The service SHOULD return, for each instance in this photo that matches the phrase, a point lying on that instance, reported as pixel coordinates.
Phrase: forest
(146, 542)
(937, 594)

::::::::::

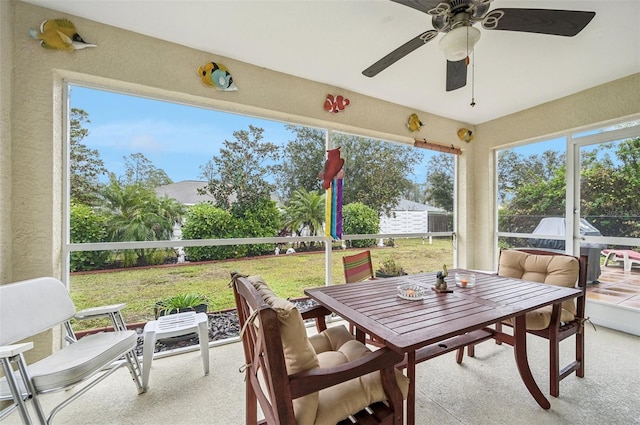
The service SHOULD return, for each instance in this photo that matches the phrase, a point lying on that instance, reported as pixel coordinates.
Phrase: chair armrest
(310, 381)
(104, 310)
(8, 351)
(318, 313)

::::::::::

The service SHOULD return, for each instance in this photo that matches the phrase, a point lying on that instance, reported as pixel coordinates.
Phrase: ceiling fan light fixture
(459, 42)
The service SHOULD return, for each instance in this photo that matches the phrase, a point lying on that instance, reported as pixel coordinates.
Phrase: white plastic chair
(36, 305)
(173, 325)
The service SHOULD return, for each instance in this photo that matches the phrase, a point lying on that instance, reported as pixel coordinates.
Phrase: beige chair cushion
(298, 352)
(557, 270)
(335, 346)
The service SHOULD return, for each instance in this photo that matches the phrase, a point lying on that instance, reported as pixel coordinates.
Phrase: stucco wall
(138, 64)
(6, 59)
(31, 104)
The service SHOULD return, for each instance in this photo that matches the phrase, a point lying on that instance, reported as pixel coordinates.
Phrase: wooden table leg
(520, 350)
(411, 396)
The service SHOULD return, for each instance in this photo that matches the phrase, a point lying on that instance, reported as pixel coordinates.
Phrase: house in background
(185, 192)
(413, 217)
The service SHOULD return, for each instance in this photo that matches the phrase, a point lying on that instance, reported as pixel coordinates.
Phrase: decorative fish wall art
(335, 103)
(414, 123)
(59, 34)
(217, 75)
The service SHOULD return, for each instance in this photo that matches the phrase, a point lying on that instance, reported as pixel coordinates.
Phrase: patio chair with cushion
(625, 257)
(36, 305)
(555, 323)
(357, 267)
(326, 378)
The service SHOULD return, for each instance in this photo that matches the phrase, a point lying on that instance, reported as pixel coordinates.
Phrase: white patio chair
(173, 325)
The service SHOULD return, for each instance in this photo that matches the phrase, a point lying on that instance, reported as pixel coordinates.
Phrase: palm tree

::::::::::

# WHAT THE EXERCISE ASKS
Using the listing above, copy exactly the line that contains "Phrase: decorative fish wall art", the line that contains "Phrase: palm tree", and each line that falls between them.

# FINAL ANSWER
Phrase: decorative fish wall art
(335, 103)
(414, 123)
(59, 34)
(217, 75)
The service SHOULD return, for each instance in this photo that matches the phrase, a point lying on that instance, reported as pixel coordinates.
Phrase: patio chair with cushion
(625, 257)
(36, 305)
(555, 323)
(357, 267)
(326, 378)
The service SHOULD return, for each instance in this photo that matches the phrase, a point lying on that instance, reported as pixel coordinates.
Phrase: white patio chair
(173, 325)
The service SHOULD return, for each instance in this photo that matches the phrase, a point lying on that instance, reported as pixel coordinates.
Phrase: palm tree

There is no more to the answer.